### Work to complete
Please retype every record below exactly, leaving the pictures out.
----- Excerpted data
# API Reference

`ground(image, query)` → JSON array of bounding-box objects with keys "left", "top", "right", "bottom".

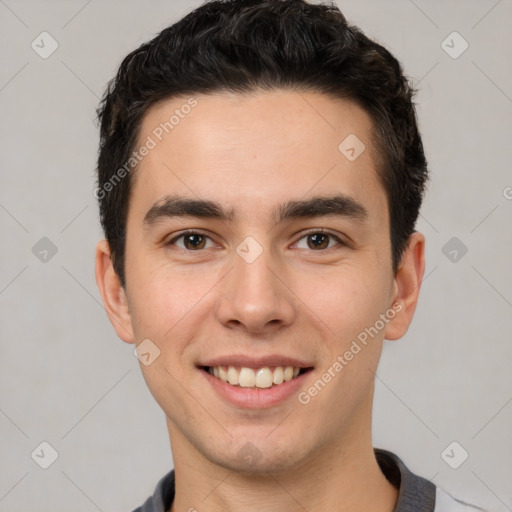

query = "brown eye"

[
  {"left": 182, "top": 233, "right": 206, "bottom": 250},
  {"left": 306, "top": 233, "right": 330, "bottom": 250},
  {"left": 168, "top": 231, "right": 214, "bottom": 251},
  {"left": 294, "top": 231, "right": 345, "bottom": 251}
]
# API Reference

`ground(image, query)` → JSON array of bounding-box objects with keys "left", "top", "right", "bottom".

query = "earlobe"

[
  {"left": 95, "top": 239, "right": 135, "bottom": 344},
  {"left": 384, "top": 232, "right": 425, "bottom": 341}
]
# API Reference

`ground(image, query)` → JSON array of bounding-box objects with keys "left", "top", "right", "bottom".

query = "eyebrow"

[{"left": 143, "top": 194, "right": 368, "bottom": 227}]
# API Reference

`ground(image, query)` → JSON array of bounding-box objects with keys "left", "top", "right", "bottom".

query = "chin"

[{"left": 205, "top": 438, "right": 309, "bottom": 475}]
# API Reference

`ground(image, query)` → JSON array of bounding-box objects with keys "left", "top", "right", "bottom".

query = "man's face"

[{"left": 100, "top": 90, "right": 419, "bottom": 472}]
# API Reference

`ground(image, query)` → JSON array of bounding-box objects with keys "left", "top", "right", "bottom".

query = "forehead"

[{"left": 129, "top": 89, "right": 387, "bottom": 225}]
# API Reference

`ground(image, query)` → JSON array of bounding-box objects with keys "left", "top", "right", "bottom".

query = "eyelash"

[{"left": 166, "top": 228, "right": 347, "bottom": 254}]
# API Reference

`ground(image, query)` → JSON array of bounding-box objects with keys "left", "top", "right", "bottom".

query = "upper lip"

[{"left": 198, "top": 355, "right": 314, "bottom": 369}]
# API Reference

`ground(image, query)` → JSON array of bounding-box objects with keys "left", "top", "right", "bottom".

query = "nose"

[{"left": 215, "top": 244, "right": 296, "bottom": 335}]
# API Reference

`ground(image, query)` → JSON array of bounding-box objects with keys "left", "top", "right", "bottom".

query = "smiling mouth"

[{"left": 202, "top": 366, "right": 312, "bottom": 389}]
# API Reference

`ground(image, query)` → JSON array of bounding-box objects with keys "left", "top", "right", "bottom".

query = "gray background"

[{"left": 1, "top": 0, "right": 511, "bottom": 510}]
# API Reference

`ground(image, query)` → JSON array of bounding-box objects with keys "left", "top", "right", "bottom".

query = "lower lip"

[{"left": 200, "top": 369, "right": 311, "bottom": 409}]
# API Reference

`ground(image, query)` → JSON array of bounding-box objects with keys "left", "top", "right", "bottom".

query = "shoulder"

[
  {"left": 435, "top": 487, "right": 487, "bottom": 512},
  {"left": 130, "top": 470, "right": 175, "bottom": 512},
  {"left": 375, "top": 448, "right": 486, "bottom": 512}
]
----------
### Output of the exercise
# API Reference

`ground(image, query)` → JSON array of bounding-box objects with keys "left", "top", "right", "bottom".


query = "brown eye"

[
  {"left": 182, "top": 233, "right": 206, "bottom": 250},
  {"left": 306, "top": 233, "right": 330, "bottom": 250},
  {"left": 168, "top": 231, "right": 214, "bottom": 251},
  {"left": 294, "top": 231, "right": 345, "bottom": 251}
]
# API Reference

`ground(image, query)` → JSON array of bounding-box objects with keys "left", "top", "right", "bottom".

query = "earlobe"

[
  {"left": 95, "top": 239, "right": 135, "bottom": 344},
  {"left": 384, "top": 232, "right": 425, "bottom": 341}
]
# API Reference

`ground(image, query)` → JSON array of bounding-box objects with keys "left", "top", "right", "bottom".

query = "eyebrow"

[{"left": 143, "top": 194, "right": 368, "bottom": 227}]
# API Reference

`ground(image, query)` → JSON array of bounding-box objects with keys "left", "top", "right", "bottom".

query = "chin"

[{"left": 205, "top": 438, "right": 309, "bottom": 475}]
# API Reference

`ground(image, query)` → JSON array of bounding-box objects with keys "left", "top", "right", "bottom".

query = "man's face"

[{"left": 100, "top": 90, "right": 419, "bottom": 472}]
# API Reference

`ground(image, query)` → JSON array of bounding-box objects with keys "left", "top", "right", "bottom".

query = "forehead"

[{"left": 129, "top": 89, "right": 387, "bottom": 225}]
# API Reference

`ground(image, query)` → JSON array of bounding-box objects with keys "left", "top", "right", "bottom".

query = "eyelash"

[{"left": 166, "top": 228, "right": 347, "bottom": 254}]
# API Reference

`ground(image, query)` → JSON array of bounding-box objects with keys "left", "top", "right", "bottom".

query = "upper lip"

[{"left": 198, "top": 355, "right": 314, "bottom": 369}]
# API Reference

`ground(image, query)` → JSON array of bounding-box objects with keys "left", "top", "right", "bottom".

query = "nose"

[{"left": 215, "top": 244, "right": 296, "bottom": 335}]
# API Reference

`ground(image, query)` → JSON array of bounding-box objects with keys "left", "top", "right", "bottom".

query = "smiling mouth"

[{"left": 202, "top": 366, "right": 312, "bottom": 389}]
# API Reference

`ground(image, query)` → JSON array of bounding-box objects with keys "left", "top", "right", "bottom".

query = "gray background"

[{"left": 1, "top": 0, "right": 511, "bottom": 510}]
# API Reference

`ground(image, query)` → JSON array of bounding-box objects with keys "left", "top", "right", "bottom".

query = "lower lip"

[{"left": 200, "top": 369, "right": 311, "bottom": 409}]
# API Reference

`ground(image, query)` → JSON array of bounding-box objects with keys "left", "top", "right", "bottom".

query = "shoulder"

[
  {"left": 435, "top": 487, "right": 487, "bottom": 512},
  {"left": 130, "top": 470, "right": 175, "bottom": 512},
  {"left": 375, "top": 448, "right": 486, "bottom": 512}
]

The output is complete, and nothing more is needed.